_EXTRAIT CHOISI:_
════════

Les dirigeants d’Europe occidentale nous informent courtoisement que c’est très mal d’utiliser des armes chimiques et que la question exige une enquête approfondie et exhaustive. Ils appellent la Russie à y « participer ».

Pendant ce temps, le ministère russe des Affaires étrangères suggère qu’une de ces grandes personnes, s’il y en a encore, lise la Convention sur les armes chimiques et respecte le droit international dans sa communication.

Gazprom a annoncé la fermeture de son bureau de Londres et la cessation de ses activités.

Et, bien sûr, les analystes s’empressent de donner leur avis sur ces deux questions palpitantes, « qu’est-ce que tout cela signifie ? » et « pourquoi se ridiculisent-ils de la sorte ? »

Mais nous, c’est un autre aspect des choses que nous voulons évoquer ici : Pourquoi tout le monde est-il sidéré par ces développements ? C’est simple. Le monde est en état de choc à cause de l’écart entre la manière dont il se représentait le Royaume-Uni et la manière dont ce dernier se comporte dans la réalité en ce moment. Si, au lieu du Royaume-Uni, c’était l’Ukraine qui se comportait de cette façon, ou un autre pays que nous considérons tous comme fou, personne n’y aurait prêté attention.

Voilà, c’est tout. Les clichés que nous avons - et qui sont activement véhiculés par la culture de masse britannique – produisent l’image préconçue suivante : les Britanniques sont peut-être réservés, mais à Londres, il y a des dames et des messieurs incroyablement futés, spirituels et caustiques ; secrètement, sans convulsions ni hystérie, mais avec beaucoup d’ironie, ils dirigent le monde.

════════

_DONNÉES FOURNIES:_
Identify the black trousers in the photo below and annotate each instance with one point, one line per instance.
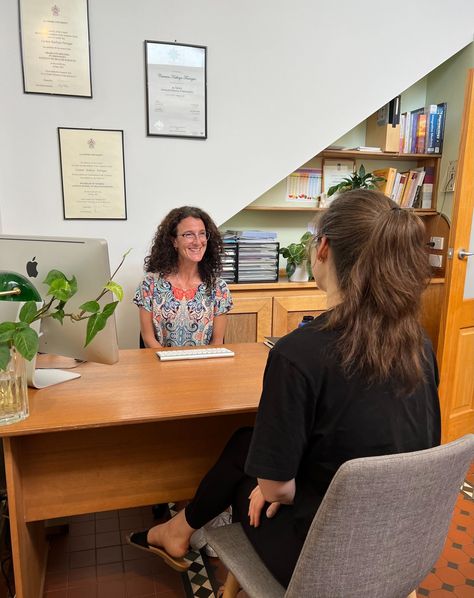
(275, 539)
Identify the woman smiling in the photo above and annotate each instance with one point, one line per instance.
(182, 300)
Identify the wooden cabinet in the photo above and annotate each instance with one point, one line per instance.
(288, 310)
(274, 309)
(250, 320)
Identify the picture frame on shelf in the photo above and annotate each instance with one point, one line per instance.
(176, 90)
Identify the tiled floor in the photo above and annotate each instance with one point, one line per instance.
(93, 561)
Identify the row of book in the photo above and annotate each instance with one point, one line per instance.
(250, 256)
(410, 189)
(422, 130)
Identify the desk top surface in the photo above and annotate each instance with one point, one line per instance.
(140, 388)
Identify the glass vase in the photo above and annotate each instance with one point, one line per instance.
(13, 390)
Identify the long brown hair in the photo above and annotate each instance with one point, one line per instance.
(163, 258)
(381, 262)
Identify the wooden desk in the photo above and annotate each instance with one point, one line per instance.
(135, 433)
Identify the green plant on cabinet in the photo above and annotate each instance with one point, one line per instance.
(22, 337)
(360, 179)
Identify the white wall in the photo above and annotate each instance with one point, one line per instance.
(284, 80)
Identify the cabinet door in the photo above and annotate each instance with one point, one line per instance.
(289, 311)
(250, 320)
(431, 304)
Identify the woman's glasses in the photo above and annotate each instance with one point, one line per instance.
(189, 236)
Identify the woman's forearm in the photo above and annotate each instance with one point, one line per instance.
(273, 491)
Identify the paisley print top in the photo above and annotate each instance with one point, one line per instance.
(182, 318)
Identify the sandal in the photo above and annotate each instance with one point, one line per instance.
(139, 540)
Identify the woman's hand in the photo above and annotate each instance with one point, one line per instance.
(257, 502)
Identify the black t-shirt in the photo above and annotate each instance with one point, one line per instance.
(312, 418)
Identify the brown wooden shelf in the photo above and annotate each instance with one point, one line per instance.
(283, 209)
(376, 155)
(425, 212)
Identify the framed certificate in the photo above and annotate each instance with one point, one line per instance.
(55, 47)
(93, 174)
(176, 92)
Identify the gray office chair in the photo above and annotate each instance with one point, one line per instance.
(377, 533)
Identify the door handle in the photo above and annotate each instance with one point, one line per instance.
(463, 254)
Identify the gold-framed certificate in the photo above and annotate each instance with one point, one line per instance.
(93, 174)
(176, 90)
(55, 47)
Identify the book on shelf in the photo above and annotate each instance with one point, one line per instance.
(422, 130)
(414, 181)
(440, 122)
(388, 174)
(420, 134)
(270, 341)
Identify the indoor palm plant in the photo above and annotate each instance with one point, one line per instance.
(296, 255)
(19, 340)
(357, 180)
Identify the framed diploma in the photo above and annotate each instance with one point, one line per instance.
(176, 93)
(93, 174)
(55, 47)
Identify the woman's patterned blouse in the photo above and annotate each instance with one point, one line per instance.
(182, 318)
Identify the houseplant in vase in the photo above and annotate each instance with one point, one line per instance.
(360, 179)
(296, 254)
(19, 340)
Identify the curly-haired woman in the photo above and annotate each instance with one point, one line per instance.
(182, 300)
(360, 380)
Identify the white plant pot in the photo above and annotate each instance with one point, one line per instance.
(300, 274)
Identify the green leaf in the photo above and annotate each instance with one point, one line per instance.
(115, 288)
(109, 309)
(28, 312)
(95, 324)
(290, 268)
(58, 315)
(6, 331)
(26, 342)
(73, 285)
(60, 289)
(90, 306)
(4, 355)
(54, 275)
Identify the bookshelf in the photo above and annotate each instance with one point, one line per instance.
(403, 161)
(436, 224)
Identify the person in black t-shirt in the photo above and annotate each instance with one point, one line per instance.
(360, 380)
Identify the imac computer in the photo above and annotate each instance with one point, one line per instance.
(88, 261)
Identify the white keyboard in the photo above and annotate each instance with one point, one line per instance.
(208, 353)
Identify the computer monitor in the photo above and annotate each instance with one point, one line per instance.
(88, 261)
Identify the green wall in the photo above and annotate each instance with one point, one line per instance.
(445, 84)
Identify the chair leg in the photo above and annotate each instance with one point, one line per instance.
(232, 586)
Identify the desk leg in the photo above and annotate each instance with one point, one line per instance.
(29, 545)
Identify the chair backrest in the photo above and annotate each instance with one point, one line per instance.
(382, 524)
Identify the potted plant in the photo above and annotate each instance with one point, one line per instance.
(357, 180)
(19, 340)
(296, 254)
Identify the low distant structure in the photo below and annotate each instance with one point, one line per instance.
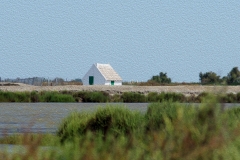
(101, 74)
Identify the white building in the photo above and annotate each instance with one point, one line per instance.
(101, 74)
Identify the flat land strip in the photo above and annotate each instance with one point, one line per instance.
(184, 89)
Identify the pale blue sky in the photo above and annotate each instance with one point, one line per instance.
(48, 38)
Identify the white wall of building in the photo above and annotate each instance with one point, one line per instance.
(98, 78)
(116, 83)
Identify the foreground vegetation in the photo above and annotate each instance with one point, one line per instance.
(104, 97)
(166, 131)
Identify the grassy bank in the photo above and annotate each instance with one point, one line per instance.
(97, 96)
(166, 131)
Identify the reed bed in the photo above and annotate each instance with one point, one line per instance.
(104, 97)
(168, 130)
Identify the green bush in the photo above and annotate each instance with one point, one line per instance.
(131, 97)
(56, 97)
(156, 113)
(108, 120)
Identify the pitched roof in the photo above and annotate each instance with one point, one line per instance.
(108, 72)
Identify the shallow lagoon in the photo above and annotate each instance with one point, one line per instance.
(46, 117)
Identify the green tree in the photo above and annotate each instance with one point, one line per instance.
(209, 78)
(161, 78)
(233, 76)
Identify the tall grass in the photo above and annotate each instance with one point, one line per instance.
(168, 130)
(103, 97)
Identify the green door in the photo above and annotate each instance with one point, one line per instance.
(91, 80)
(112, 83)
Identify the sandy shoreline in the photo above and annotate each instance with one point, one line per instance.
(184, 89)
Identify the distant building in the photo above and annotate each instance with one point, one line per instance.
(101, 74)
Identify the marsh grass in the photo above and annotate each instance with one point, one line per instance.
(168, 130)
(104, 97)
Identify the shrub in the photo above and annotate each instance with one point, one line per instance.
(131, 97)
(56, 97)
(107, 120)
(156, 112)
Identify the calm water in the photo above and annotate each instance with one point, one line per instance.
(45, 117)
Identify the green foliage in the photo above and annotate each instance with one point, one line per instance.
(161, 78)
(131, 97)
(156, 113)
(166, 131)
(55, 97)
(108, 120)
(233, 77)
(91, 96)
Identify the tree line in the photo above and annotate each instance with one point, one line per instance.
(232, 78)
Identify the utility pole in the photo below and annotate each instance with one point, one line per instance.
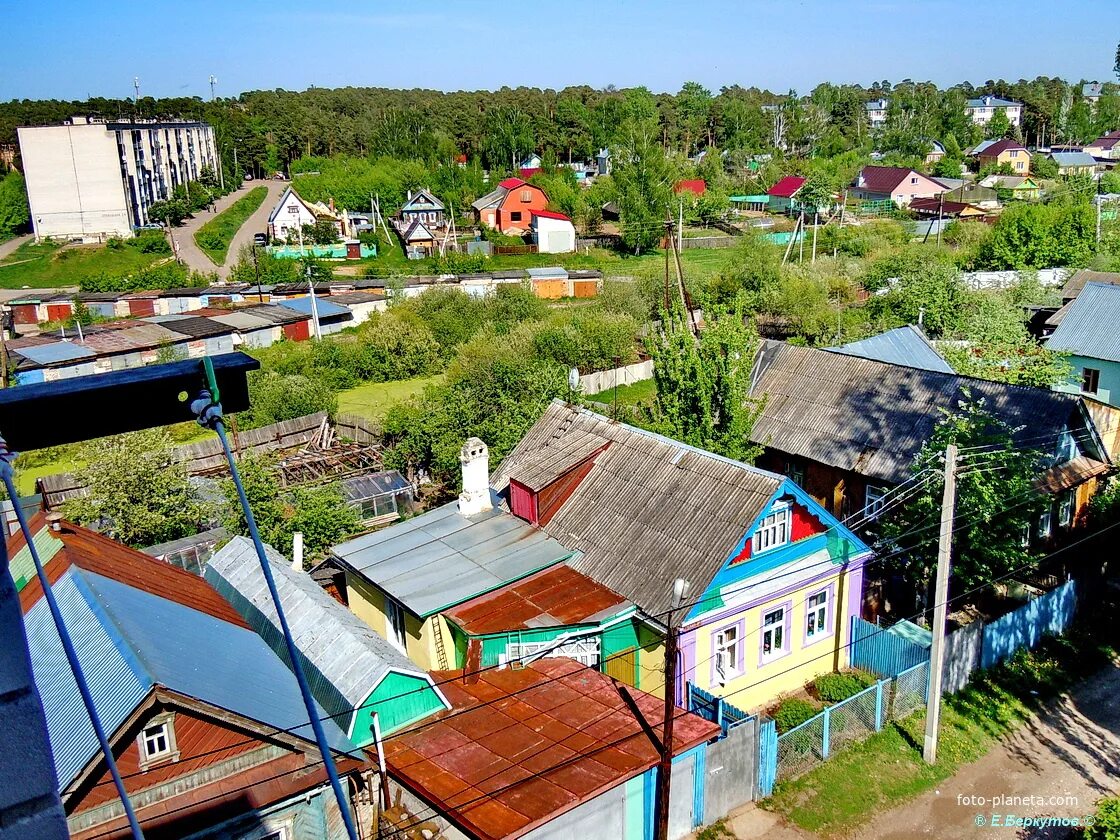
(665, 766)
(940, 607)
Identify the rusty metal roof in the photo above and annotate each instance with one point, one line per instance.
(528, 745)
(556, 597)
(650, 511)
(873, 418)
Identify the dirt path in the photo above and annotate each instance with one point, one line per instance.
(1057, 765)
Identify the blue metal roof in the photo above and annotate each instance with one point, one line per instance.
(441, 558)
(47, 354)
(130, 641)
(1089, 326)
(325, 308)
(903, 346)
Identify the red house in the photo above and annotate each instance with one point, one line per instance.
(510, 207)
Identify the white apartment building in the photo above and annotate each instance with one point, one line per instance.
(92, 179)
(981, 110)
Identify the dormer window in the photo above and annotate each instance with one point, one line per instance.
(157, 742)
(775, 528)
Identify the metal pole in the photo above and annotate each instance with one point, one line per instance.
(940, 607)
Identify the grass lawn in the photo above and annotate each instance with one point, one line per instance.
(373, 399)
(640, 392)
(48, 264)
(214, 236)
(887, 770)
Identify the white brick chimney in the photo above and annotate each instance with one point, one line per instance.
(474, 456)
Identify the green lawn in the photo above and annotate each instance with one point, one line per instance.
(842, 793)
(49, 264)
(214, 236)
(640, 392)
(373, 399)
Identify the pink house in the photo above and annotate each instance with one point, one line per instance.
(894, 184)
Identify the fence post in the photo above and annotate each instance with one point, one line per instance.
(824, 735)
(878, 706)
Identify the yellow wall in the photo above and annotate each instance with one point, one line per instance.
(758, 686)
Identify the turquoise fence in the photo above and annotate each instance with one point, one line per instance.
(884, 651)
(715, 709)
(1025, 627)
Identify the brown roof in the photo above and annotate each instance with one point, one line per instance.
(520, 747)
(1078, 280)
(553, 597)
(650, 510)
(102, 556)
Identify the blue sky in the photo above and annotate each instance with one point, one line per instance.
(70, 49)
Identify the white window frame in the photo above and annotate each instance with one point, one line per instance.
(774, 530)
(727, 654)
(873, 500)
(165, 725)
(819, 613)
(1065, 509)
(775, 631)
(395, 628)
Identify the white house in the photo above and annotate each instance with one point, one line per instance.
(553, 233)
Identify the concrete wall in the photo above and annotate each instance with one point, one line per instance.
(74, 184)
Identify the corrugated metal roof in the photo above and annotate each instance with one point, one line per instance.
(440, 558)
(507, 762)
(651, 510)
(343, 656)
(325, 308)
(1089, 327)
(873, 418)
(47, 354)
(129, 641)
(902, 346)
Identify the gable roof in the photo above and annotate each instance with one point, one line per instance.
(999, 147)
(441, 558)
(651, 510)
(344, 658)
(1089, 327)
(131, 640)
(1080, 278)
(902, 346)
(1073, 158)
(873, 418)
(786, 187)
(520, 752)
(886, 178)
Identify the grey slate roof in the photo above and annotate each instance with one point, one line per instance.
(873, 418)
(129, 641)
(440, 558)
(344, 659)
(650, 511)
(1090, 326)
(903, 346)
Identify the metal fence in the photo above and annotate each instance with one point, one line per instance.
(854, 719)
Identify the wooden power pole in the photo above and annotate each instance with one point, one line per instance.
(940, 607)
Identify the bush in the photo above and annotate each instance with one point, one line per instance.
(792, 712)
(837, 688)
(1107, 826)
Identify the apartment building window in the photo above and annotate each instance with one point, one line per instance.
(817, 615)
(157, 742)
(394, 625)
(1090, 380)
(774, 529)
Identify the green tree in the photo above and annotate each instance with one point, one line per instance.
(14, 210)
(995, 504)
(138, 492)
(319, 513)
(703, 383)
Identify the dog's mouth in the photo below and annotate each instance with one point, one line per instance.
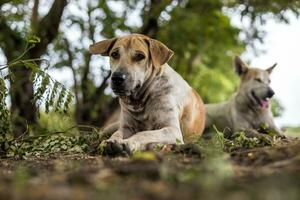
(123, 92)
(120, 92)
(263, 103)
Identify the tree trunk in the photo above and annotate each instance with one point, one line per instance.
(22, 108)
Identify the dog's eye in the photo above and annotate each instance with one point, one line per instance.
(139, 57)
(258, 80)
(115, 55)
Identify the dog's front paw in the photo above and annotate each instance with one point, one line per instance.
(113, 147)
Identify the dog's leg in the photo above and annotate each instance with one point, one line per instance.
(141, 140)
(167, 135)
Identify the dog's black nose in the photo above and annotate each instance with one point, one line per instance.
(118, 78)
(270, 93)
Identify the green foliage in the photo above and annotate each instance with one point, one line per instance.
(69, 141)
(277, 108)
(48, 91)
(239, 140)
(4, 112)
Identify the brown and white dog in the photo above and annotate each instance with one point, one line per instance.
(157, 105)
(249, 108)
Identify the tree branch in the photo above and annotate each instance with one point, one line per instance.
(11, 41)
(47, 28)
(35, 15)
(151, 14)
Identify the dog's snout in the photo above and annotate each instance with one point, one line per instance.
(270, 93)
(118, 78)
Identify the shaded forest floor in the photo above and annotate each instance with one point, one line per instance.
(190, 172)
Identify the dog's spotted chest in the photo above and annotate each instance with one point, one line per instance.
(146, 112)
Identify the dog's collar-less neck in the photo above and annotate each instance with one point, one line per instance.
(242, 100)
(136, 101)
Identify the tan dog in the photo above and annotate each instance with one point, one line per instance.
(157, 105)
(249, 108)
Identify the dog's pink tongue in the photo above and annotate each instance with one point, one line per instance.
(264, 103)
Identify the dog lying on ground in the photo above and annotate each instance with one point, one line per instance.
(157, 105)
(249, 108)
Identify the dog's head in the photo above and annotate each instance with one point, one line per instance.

════════

_CONSIGNE 1:_ Selon l'extrait choisi, quelle entreprise a annoncé la fermeture de son bureau de Londres ?
_CONSIGNE 2:_ Mettez à jour le passage de l'extrait choisi allant de « Et, bien sûr, les » à « aurait prêté attention. » en y substituant « commentateurs » à « analystes ».

_CORRIGÉ COMPLET 1:_ Gazprom.

_CORRIGÉ COMPLET 2:_
Et, bien sûr, les commentateurs s’empressent de donner leur avis sur ces deux questions palpitantes, « qu’est-ce que tout cela signifie ? » et « pourquoi se ridiculisent-ils de la sorte ? »

Mais nous, c’est un autre aspect des choses que nous voulons évoquer ici : Pourquoi tout le monde est-il sidéré par ces développements ? C’est simple. Le monde est en état de choc à cause de l’écart entre la manière dont il se représentait le Royaume-Uni et la manière dont ce dernier se comporte dans la réalité en ce moment. Si, au lieu du Royaume-Uni, c’était l’Ukraine qui se comportait de cette façon, ou un autre pays que nous considérons tous comme fou, personne n’y aurait prêté attention.